**What is being asked:**
Copy out the items below without any change, from the line containing "Indicate each instance of the man's head" through the line containing "column 95, row 84", both lines included, and nothing else.

start

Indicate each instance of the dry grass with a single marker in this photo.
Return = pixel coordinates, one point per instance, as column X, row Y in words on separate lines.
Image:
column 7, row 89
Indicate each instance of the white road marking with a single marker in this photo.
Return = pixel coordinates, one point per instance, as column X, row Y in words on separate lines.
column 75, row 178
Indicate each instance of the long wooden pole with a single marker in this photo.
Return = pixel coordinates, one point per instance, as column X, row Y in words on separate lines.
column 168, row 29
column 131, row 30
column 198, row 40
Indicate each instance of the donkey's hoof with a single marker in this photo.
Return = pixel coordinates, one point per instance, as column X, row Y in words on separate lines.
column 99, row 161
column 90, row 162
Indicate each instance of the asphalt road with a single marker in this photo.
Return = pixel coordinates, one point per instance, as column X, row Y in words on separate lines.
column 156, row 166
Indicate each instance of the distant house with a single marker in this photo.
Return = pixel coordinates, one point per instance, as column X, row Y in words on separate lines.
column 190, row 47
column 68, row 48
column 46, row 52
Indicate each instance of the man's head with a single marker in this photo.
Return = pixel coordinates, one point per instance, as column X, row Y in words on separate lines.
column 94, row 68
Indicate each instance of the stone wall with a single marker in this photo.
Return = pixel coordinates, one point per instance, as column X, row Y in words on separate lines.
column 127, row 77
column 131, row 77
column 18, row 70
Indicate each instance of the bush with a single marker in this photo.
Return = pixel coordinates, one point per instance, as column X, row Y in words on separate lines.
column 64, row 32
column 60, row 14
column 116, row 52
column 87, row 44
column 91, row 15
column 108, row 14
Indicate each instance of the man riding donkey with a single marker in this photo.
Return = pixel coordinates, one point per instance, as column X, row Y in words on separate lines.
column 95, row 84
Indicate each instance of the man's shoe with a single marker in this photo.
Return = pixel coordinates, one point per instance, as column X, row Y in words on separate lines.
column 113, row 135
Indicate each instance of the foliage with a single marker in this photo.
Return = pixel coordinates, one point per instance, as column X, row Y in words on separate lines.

end

**Response:**
Indicate each instance of the man's head with a single marker in this photo.
Return = pixel coordinates, one point per instance, as column X, row Y in words on separate lines.
column 94, row 68
Indicate each instance of the stone wall with a single marker in this photo.
Return = pixel coordinates, one point per instance, as column X, row Y in words on separate lines.
column 127, row 77
column 131, row 77
column 18, row 70
Indicate each instance of the bush with a single marker in this photo.
Return = pixel coordinates, one point per instance, as column X, row Y in words on separate lines.
column 64, row 32
column 60, row 14
column 116, row 52
column 87, row 44
column 91, row 15
column 108, row 14
Indicate each instance of the man riding donkey with a single marker in this photo.
Return = pixel coordinates, one point per instance, as column X, row Y in words on separate lines.
column 95, row 84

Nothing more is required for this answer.